DOCUMENT PASSAGE –
The fact that consumers are and will continue to do more of their shopping digitally is inescapable, with billions of further transactions migrating to online channels in most major economies over the next decade. Forrester predicts that while the value of global retail sales will see a compound annual growth rate of one percent between 2019 to 2026, the growth rate of e-commerce will be more than ten times that.

Powering this inexorable pivot from physical to digital shopping are two further game changing trends: marketplaces and cross-border selling.

Spreading the love

When zooming in on the spectacular overall growth figure for e-commerce, you find that the main growth engine is the expansion of marketplaces as a trading channel for retailers and consumers. While sales on retailer’s own websites are expected to rise by ten percent each year, marketplaces are growing by 16.5 percent. By 2026, more than two thirds of all online shopping revenue will be generated through marketplaces.

A significant amount of this revenue stream will flow to the marketplace giants we all know, such as Amazon and Alibaba, however trillions of dollars of transactions will also be conducted within a sprawling network of hundreds of smaller platforms. These are increasingly benefitting from product searches being made on search engines such as Google, rather than inside closed marketplaces such as Amazon.

SUPPLIED MATERIAL –
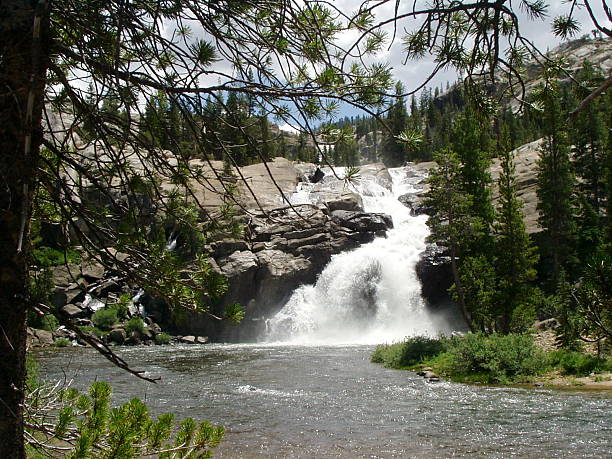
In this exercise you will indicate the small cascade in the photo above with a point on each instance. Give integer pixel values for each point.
(370, 294)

SET EXERCISE A – According to the e-commerce passage, by how much are marketplaces growing each year?
SET EXERCISE B –
Decide whether each statement agrees with the e-commerce passage. For each one, answer yes or no and quote the deciding words.
(i) Forrester predicts a compound annual growth rate of one percent for the value of global retail sales between 2019 and 2026.
(ii) Sales on retailers' own websites are expected to grow faster than marketplaces.
(iii) By 2026, less than half of all online shopping revenue will come through marketplaces.
SET EXERCISE C – Copy the part of the e-commerce passage starting with "Powering this inexorable" and going on through "generated through marketplaces.".

WRITTEN SOLUTION A – 16.5 percent

WRITTEN SOLUTION B –
(i) Yes: "the value of global retail sales will see a compound annual growth rate of one percent between 2019 to 2026"
(ii) No: "While sales on retailer’s own websites are expected to rise by ten percent each year, marketplaces are growing by 16.5 percent."
(iii) No: "By 2026, more than two thirds of all online shopping revenue will be generated through marketplaces."

WRITTEN SOLUTION C –
Powering this inexorable pivot from physical to digital shopping are two further game changing trends: marketplaces and cross-border selling.

Spreading the love

When zooming in on the spectacular overall growth figure for e-commerce, you find that the main growth engine is the expansion of marketplaces as a trading channel for retailers and consumers. While sales on retailer’s own websites are expected to rise by ten percent each year, marketplaces are growing by 16.5 percent. By 2026, more than two thirds of all online shopping revenue will be generated through marketplaces.